Excerpt to read:
If poetry is infatuated with time and space, I wondered why most poetry makes such poor use of both to make its message. Most poetry is linear, row on row, though ee cummings for example was more playful with the placement of words on the page. Even spoken poetry adds little, and sometimes even detracts from the mood and meaning, since poetry is very much a conversation in which the reader takes part, fills in the blanks from his or her own experience, adds context, which a dissonant reading can destroy.

The poem below, Swan and Shadow by John Hollander, is quite clever in its use of space.

swan and shadow

What could we do, in the brave new world of the Internet, to make better use of time and space, in poetic ways? We know that the eye and the brain process information visually, from the centre out to the periphery, not linearly. Should we, could we write poetry that way?

We can now use video to make words move in ways that are both informative and expressive. Could we write poetry so it appears before us a few words at a time, at the speed we would read it, using text in clever and expressive ways, the way Michael Wesch uses animation to explain social media? I've spoken at business conferences about how visualizations can add meaning and value to information. Could they add meaning and value to poetry?

What role could/should sound and video play in enhancing, supporting, reinforcing the written poem? Is it like a spoken reading of a poem, that can make it better (if it's well done) or worse (if it intrudes on the reader's own sense-making about the poem)?

The tasks:
A. Please print part of the piece on poetry exactly: begin at the words that have "We can now use" and stop after "about the poem)?".
B. According to the piece on poetry, why can a spoken reading detract from a poem's mood and meaning? Answer in one to three sentences.

Raw records:
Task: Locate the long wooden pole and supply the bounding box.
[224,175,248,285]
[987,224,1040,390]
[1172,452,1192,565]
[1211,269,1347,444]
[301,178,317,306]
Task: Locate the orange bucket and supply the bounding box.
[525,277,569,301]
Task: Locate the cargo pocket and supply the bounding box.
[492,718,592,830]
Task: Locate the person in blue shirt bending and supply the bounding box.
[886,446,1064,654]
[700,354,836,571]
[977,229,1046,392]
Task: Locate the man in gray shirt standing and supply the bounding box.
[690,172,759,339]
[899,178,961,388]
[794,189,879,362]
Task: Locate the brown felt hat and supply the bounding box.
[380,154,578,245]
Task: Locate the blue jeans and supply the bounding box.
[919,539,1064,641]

Solution set:
A.
We can now use video to make words move in ways that are both informative and expressive. Could we write poetry so it appears before us a few words at a time, at the speed we would read it, using text in clever and expressive ways, the way Michael Wesch uses animation to explain social media? I've spoken at business conferences about how visualizations can add meaning and value to information. Could they add meaning and value to poetry?

What role could/should sound and video play in enhancing, supporting, reinforcing the written poem? Is it like a spoken reading of a poem, that can make it better (if it's well done) or worse (if it intrudes on the reader's own sense-making about the poem)?

B. Poetry is a conversation in which the reader takes part, filling in the blanks from personal experience and adding context. A dissonant reading can destroy that contribution.